- [Exercise directions]: Copy out every record below, word for word.

- [Records shown]:
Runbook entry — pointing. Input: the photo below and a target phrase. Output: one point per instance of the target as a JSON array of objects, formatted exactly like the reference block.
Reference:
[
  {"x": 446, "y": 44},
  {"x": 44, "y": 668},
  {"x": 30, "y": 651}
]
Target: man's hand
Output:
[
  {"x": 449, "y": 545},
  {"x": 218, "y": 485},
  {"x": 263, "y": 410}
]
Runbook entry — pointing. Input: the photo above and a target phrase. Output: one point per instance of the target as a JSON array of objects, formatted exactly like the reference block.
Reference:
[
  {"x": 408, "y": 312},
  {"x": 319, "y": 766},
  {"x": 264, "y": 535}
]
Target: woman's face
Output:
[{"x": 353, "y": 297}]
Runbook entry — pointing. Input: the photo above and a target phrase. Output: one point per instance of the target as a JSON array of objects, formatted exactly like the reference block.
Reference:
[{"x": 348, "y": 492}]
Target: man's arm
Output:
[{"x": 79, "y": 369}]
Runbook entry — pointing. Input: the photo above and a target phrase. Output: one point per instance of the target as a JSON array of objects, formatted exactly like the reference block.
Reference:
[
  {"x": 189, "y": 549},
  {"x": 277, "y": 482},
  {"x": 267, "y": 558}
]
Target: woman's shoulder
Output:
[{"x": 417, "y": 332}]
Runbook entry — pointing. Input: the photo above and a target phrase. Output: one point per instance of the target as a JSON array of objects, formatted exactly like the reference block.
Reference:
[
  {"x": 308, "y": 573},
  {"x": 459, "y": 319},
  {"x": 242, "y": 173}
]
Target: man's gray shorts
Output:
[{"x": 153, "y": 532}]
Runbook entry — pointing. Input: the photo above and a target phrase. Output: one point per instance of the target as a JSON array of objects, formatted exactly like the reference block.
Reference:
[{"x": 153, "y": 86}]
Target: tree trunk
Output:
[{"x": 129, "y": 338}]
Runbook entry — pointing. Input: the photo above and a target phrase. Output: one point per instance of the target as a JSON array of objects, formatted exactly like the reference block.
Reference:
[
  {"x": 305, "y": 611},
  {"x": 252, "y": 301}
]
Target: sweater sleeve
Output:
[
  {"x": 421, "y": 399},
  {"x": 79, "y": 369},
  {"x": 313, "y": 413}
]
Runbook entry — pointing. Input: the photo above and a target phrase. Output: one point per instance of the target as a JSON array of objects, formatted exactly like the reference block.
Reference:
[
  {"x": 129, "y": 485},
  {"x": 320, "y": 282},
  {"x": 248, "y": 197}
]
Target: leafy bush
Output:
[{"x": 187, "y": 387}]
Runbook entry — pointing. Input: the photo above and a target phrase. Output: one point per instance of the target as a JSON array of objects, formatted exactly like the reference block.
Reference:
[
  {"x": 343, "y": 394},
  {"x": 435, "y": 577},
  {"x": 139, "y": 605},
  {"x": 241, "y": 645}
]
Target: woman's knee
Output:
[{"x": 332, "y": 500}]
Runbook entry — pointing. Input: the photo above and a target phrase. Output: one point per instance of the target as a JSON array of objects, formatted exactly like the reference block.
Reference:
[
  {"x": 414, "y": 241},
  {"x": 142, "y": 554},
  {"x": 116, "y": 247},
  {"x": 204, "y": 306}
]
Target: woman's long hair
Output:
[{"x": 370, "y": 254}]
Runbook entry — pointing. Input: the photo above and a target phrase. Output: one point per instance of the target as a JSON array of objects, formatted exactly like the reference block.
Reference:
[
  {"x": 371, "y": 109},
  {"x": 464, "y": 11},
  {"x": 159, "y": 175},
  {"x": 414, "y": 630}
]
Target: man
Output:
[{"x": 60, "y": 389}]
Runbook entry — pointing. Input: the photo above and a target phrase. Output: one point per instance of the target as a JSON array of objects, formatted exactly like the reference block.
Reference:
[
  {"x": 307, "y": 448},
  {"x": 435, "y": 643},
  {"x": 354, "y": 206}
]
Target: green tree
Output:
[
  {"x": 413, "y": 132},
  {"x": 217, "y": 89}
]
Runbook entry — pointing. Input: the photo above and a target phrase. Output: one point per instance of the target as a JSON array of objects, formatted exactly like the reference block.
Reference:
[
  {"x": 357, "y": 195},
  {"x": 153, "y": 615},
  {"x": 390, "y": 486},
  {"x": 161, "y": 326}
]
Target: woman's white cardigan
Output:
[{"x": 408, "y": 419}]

- [Problem solution]:
Runbook entry — pointing. Input: the photo below and a target phrase. Output: one point per instance of the target as a JSON array of objects, formatted exactly like the reference block.
Reference:
[
  {"x": 446, "y": 44},
  {"x": 44, "y": 668},
  {"x": 30, "y": 651}
]
Target: man's hand
Output:
[
  {"x": 449, "y": 545},
  {"x": 218, "y": 485},
  {"x": 263, "y": 410}
]
Runbook entry — pointing. Input: the photo above and a target phrase. Output: one point per instance of the target as a JSON array of objects, formatted exactly like the reference block.
Reference:
[
  {"x": 408, "y": 312},
  {"x": 319, "y": 766},
  {"x": 264, "y": 535}
]
Target: woman's face
Output:
[{"x": 353, "y": 297}]
Runbook entry — pointing. Input: the photo above and a target phrase. Output: one point per instance of the target as a JSON array of objects, formatted exactly like the reference block.
Reference:
[{"x": 348, "y": 492}]
Target: man's arm
Output:
[{"x": 79, "y": 369}]
Runbook entry — pointing. Input: the photo above and a target phrase. Output: one point per instance of the target as a JSON array of objects, formatted exactly like the reference block.
Reference:
[
  {"x": 189, "y": 549},
  {"x": 277, "y": 482},
  {"x": 267, "y": 558}
]
Target: woman's shoulder
Output:
[{"x": 417, "y": 332}]
Runbook entry — pointing. Input: the photo above and a target phrase. Output: one point per instance of the target as a JSON array of objects, formatted exactly like the reference block.
Reference:
[
  {"x": 308, "y": 573},
  {"x": 459, "y": 319},
  {"x": 242, "y": 173}
]
Target: man's gray shorts
Output:
[{"x": 153, "y": 532}]
Runbook entry — pointing. Input: the photo above and a target phrase. Output: one point per instance of the target as a JSON array of objects, formatted exactly like the reference block.
Reference:
[{"x": 153, "y": 86}]
Target: tree trunk
Output:
[{"x": 129, "y": 338}]
Runbook entry — pointing. Input: the photo above and a target phrase. Output: one point per instance of the target as a JSON array of objects, formatted exactly like the reference block.
Reference:
[
  {"x": 305, "y": 611},
  {"x": 252, "y": 301}
]
Target: sweater sleeve
Output:
[
  {"x": 421, "y": 399},
  {"x": 79, "y": 369},
  {"x": 313, "y": 413}
]
Runbook entry — pointing. Input: the photo above and a target phrase. Output: one point per instance of the target as a JSON array of objects, formatted exactly like the reference block.
Reference:
[
  {"x": 129, "y": 485},
  {"x": 320, "y": 282},
  {"x": 248, "y": 197}
]
Target: leafy bush
Output:
[{"x": 187, "y": 387}]
Runbook entry — pointing. Input: the photo above and a target phrase. Output: one point per instance of the target as a JSON array of objects, formatted exactly like the reference block.
Reference:
[
  {"x": 343, "y": 394},
  {"x": 435, "y": 577},
  {"x": 139, "y": 605},
  {"x": 241, "y": 645}
]
Target: woman's knee
Output:
[{"x": 332, "y": 500}]
Runbook entry — pointing. Input: the photo above and a target phrase. Output: one point per instance of the target as a JSON array of objects, formatted exactly like the reference block.
Reference:
[
  {"x": 414, "y": 241},
  {"x": 142, "y": 554},
  {"x": 116, "y": 247},
  {"x": 204, "y": 306}
]
Target: woman's long hair
Output:
[{"x": 370, "y": 254}]
Runbook entry — pointing. Input: the photo above and a target phrase. Output: one point per instance of the target as a JSON array of objects, formatted exactly like the reference block.
Reference:
[
  {"x": 371, "y": 109},
  {"x": 464, "y": 11},
  {"x": 159, "y": 175},
  {"x": 414, "y": 630}
]
Target: man
Output:
[{"x": 60, "y": 389}]
Runbook entry — pointing. Input: the photo above and a target phrase. Output: one point per instance of the target as a JSON array of objects, formatted exactly like the reference block.
Reference:
[
  {"x": 307, "y": 448},
  {"x": 435, "y": 643},
  {"x": 354, "y": 206}
]
Target: green tree
Output:
[
  {"x": 413, "y": 132},
  {"x": 217, "y": 89}
]
Runbook entry — pointing. Input: the photo above and a target phrase. Output: one point per instance of the target as a JSON array of objects, formatted exactly like the reference block.
Reference:
[
  {"x": 357, "y": 195},
  {"x": 153, "y": 615},
  {"x": 390, "y": 486},
  {"x": 161, "y": 326}
]
Target: woman's white cardigan
Output:
[{"x": 408, "y": 419}]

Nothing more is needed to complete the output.